*Assigned task 1*
From the marijuana article, list each age group whose change in marijuana use since 2002 is reported, along with the percentage change given for it.
*Assigned task 2*
Reproduce the marijuana article word for word, starting at the words "Significant may be" and ending after the words "regular marijuana use.".

*Reading text*
:::
While many parents may be concerned about drug use among their teenagers, a new study shows there might not be anything for them to worry about. In fact, the older generations are turning towards recreational marijuana use rather than their children and grandchildren.
The Centers for Disease Control and Prevention released a report earlier this month that has studied nationwide marijuana use within the past 12 years. The result? A surprising trend that details how older generations are turning to marijuana use at a faster rate than ever before.
Overall, marijuana use among 12- to 17-year-olds actually fell 10% since 2002. Comparatively, middle-aged people between 45 and 55 saw an increase of 50% since 2002, and the statistics only increased from there. Baby boomers saw the most significant increase, those over 65 a whopping 333% increase within the years of the study.
Significant may be the wrong word. The generation between 55 and 64? Their percentage of growth increased by an astonishing 455%.
However, while the baby boomers may have the highest increase, the percentage of the demographic actually using marijuana is incomparable to that of teens. Only 6.1% of those 55 to 64 years and 1.3% of individuals 65 and higher actually report regular marijuana use.
Even still, if these trends continue, soon grandparents all over the nation will bypass their grandchildren in using marijuana, no matter what they are using it for.
The CDC believes that these perplexing trends could be the result of the increased legislation and decriminalization of marijuana. As of fall 2015, 23 states including Washington D.C. have legalized marijuana for medical use.
There are many reasons why baby boomers are choosing to take up recreational marijuana use later in life. Some of those reasons include having more disposable income and more free time, along with fewer responsibilities in the workplace. Plus, they use marijuana as a way to cope with the stresses of aging and pain relief. Considering the fact that a whopping 95% of health care costs for older Americans include those for chronic diseases, many baby boomers are utilizing marijuana as a cheaper, more natural method of self-treatment.
An additional study, completed by the University of Michigan, agree with these findings. Titled Monitoring the Future, this 40-year-old study found that 85% of adults in their 50s have used illegal drugs, including marijuana in their lifetimes.
The study also believes that increased use of the drug could be because of a decrease in the stigma surrounding marijuana.
“Despite medical and recreational marijuana legalization sweeping the country, researchers can’t draw a direct line to state laws, said lead investigator Lloyd Johnston to LA Weekly. “What we do know [is that] among young people, there’s quite a dramatic drop in the proportion of them who see heavy marijuana use as dangerous. That, in turn, has changed usage.”
But, this may not be good news for the health of those young marijuana users. The brain doesn’t fully stop developing until age 25, and marijuana can pose some serious health risks for those that use it.
So with the majority of the debate surrounding marijuana revolving on the negative impacts on the health of children, these studies show that our focus could be on their grandparents. While there have been numerous studies done concerning teens, there is little to no insight on the long term affects of the older generations.
One thing that is for sure is that the continued legalization of this drug will bring untold affects to Americans of all ages. For the results, though, we can only wait and see.
:::
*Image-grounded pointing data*

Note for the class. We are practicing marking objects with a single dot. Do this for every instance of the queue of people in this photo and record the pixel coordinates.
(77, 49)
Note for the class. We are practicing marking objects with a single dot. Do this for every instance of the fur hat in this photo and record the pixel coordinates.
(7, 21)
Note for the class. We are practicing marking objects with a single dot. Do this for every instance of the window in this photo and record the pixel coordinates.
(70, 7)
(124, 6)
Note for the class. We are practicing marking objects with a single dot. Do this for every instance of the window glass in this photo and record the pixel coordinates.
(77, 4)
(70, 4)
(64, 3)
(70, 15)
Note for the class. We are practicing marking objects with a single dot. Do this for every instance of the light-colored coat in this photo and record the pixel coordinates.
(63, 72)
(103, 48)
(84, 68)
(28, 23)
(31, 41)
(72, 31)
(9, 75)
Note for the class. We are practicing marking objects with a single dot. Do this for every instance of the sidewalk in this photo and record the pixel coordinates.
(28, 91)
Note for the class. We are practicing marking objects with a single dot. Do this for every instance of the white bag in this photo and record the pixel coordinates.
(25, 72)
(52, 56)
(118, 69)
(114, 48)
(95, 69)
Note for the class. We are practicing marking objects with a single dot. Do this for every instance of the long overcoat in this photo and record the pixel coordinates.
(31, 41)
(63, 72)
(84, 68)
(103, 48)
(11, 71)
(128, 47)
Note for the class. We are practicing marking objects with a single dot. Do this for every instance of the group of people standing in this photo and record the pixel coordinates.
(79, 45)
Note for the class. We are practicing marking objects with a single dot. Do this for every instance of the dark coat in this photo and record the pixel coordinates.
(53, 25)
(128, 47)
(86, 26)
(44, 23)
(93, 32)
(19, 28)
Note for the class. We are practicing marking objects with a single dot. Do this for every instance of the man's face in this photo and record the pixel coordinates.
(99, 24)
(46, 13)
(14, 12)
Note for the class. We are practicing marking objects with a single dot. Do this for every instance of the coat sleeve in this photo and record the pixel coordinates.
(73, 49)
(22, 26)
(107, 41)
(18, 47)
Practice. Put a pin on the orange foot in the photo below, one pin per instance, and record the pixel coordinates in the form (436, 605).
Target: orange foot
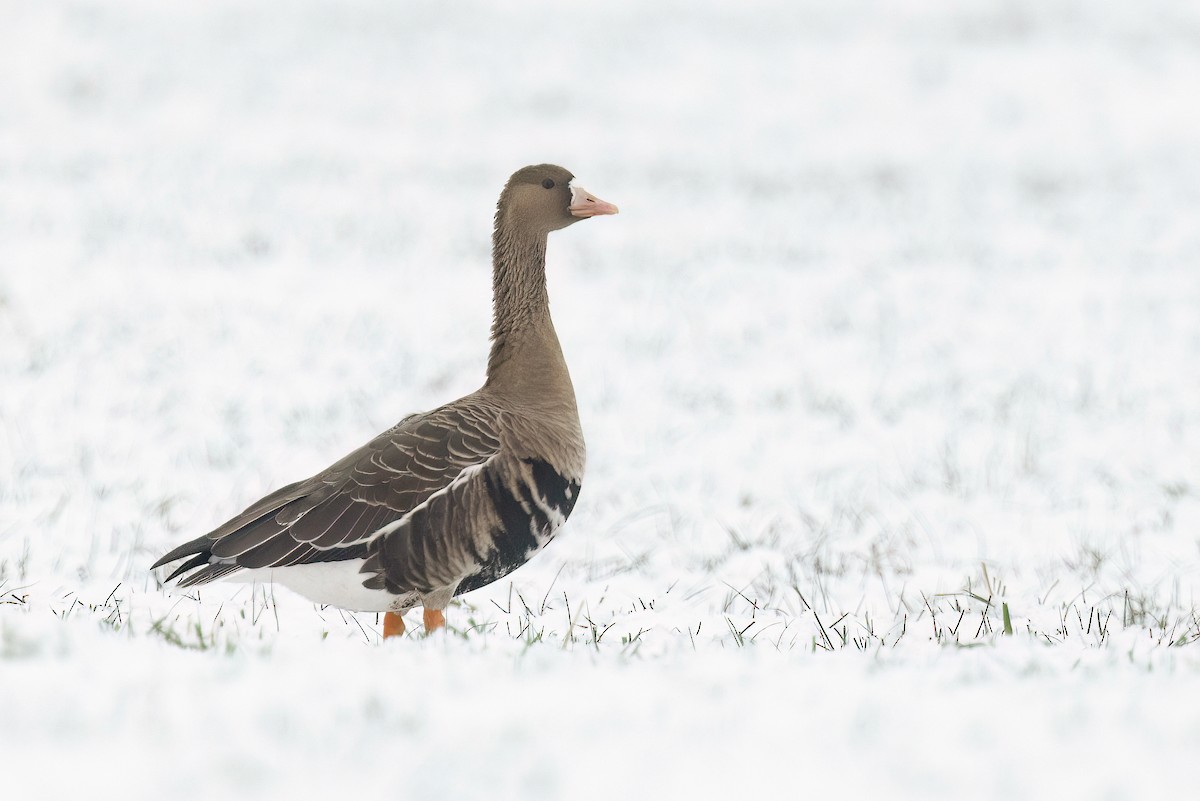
(433, 620)
(393, 624)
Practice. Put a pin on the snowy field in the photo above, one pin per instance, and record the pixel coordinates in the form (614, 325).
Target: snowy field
(889, 371)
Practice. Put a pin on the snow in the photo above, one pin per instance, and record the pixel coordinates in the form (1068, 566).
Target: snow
(897, 330)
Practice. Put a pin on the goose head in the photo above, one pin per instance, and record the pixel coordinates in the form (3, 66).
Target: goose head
(545, 197)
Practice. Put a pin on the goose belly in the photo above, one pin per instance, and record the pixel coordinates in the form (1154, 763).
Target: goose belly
(336, 584)
(531, 510)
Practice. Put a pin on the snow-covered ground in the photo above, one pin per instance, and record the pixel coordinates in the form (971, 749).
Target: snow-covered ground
(898, 331)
:::
*Expected answer 1*
- 12- to 17-year-olds: fell 10%
- 45 to 55: increase of 50%
- Over 65: increase of 333%
- 55 to 64: increase of 455%

*Expected answer 2*
Significant may be the wrong word. The generation between 55 and 64? Their percentage of growth increased by an astonishing 455%.
However, while the baby boomers may have the highest increase, the percentage of the demographic actually using marijuana is incomparable to that of teens. Only 6.1% of those 55 to 64 years and 1.3% of individuals 65 and higher actually report regular marijuana use.